Exercise objective - Locate the line that contains "Each instance of the window reflection" in the entries below. Retype it and all following lines through the final one, character for character.

Coordinate annotation entries -
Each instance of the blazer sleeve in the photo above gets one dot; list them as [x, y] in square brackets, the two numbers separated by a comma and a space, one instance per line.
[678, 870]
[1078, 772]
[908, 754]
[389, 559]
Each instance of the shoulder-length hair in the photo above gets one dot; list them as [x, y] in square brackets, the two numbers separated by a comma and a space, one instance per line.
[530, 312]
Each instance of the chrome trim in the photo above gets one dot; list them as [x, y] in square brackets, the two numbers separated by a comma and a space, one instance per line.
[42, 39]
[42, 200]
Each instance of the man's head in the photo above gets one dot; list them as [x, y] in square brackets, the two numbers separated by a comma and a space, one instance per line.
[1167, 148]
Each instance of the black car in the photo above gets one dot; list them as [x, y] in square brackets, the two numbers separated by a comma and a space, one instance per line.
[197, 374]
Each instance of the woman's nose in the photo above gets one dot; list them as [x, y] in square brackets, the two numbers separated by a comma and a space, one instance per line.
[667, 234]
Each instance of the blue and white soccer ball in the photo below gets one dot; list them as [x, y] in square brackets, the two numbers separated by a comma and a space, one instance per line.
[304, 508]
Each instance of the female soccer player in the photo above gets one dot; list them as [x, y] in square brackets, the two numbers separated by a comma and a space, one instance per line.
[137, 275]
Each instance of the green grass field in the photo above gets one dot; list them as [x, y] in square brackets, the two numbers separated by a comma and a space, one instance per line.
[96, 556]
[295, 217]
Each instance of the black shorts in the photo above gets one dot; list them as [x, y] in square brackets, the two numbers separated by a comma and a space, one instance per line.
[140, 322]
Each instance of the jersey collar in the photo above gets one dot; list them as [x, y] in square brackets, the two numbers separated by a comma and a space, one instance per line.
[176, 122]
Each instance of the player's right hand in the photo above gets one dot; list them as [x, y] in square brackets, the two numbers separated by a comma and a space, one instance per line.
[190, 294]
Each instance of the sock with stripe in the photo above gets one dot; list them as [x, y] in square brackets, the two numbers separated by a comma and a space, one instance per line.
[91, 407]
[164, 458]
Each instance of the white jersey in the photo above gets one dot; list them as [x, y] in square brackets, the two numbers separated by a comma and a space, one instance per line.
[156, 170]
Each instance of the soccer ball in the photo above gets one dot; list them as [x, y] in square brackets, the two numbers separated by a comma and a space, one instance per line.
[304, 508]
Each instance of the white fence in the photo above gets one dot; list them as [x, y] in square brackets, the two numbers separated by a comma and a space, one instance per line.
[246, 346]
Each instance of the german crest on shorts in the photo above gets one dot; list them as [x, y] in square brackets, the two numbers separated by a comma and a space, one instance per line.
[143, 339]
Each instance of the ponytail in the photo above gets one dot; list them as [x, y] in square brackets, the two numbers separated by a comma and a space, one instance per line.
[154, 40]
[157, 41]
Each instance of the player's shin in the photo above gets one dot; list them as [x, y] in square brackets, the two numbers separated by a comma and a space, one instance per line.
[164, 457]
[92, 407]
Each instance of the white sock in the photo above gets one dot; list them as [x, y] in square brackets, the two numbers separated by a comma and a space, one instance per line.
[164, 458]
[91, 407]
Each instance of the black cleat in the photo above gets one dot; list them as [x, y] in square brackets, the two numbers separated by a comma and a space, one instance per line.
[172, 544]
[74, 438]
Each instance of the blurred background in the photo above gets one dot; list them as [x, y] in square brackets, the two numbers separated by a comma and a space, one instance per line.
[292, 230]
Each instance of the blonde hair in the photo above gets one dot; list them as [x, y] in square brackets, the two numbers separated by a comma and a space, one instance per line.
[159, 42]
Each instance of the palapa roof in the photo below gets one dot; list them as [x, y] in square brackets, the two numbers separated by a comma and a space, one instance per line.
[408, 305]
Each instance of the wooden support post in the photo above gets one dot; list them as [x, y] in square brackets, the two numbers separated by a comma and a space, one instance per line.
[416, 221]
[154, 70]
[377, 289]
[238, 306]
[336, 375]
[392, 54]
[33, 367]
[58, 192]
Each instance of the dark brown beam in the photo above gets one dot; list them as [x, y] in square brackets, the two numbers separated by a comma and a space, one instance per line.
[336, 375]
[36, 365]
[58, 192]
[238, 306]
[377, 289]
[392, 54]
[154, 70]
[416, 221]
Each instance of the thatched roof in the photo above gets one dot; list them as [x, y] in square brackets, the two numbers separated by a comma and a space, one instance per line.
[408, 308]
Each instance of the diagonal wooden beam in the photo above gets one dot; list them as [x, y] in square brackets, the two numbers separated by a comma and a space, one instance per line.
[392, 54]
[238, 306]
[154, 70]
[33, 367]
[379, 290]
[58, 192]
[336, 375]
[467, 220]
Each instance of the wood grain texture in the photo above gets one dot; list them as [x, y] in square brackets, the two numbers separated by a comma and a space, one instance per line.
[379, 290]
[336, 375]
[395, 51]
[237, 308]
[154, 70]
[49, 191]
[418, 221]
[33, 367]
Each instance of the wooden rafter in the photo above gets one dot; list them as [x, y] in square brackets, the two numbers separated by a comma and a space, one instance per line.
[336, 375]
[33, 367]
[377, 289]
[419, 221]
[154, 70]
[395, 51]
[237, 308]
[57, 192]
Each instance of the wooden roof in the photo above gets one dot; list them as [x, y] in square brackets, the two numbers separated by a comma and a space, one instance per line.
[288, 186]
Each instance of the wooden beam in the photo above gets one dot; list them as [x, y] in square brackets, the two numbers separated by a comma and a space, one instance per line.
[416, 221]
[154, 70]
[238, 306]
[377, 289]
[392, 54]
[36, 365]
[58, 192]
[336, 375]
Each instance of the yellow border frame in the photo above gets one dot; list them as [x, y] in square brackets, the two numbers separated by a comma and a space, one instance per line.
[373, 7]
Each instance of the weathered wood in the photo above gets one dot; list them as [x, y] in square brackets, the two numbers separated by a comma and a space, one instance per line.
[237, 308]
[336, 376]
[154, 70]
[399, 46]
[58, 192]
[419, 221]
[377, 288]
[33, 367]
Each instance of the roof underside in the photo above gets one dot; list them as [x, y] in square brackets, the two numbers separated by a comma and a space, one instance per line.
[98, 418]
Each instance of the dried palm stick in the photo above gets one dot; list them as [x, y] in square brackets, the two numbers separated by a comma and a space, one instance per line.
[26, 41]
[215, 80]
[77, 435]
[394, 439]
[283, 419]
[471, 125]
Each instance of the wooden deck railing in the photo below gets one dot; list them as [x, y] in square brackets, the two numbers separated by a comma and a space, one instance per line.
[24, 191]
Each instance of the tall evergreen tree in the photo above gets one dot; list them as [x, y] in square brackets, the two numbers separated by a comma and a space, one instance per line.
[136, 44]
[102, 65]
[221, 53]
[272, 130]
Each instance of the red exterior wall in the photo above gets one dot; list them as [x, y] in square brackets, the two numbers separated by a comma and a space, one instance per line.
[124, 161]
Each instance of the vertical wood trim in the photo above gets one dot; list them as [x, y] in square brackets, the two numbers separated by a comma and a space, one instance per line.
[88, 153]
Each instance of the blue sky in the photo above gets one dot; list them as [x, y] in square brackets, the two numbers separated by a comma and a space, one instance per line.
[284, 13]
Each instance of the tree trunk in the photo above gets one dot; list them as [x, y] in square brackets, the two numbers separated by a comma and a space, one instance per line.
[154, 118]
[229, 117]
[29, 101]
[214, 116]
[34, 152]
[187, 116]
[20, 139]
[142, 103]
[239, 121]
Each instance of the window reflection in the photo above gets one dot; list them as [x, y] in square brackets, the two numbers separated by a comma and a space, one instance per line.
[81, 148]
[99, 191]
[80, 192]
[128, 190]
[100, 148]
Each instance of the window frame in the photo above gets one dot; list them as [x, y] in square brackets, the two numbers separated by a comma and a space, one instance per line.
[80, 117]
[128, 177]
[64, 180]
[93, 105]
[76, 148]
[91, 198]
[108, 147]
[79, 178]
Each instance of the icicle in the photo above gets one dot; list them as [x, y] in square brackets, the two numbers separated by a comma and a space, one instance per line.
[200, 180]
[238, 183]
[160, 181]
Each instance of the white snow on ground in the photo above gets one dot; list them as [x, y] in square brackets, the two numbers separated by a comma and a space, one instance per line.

Answer -
Each instance of the window reflection in the photo above gets one dot; list them as [x, y] in square brackets, the two numbers separated by a comma and a space, one instance per line.
[81, 148]
[99, 191]
[80, 192]
[128, 190]
[100, 148]
Each instance of the window frame in the photo above gets one dot; list them as [x, y] in square brackets, the two numbers separated by a comma and a space, one instance per line.
[80, 117]
[128, 177]
[64, 180]
[93, 105]
[76, 148]
[91, 198]
[108, 147]
[79, 178]
Each instance of the icicle in the photo above gets one dot; list them as [x, y] in square brackets, the two numbers separated by a comma and a space, one instance per line.
[200, 180]
[238, 183]
[160, 181]
Each instance of the white snow on ground in the photo above gets one dot; list them as [x, y] in square brackets, the two numbers separated by a comma and a space, one instance per line.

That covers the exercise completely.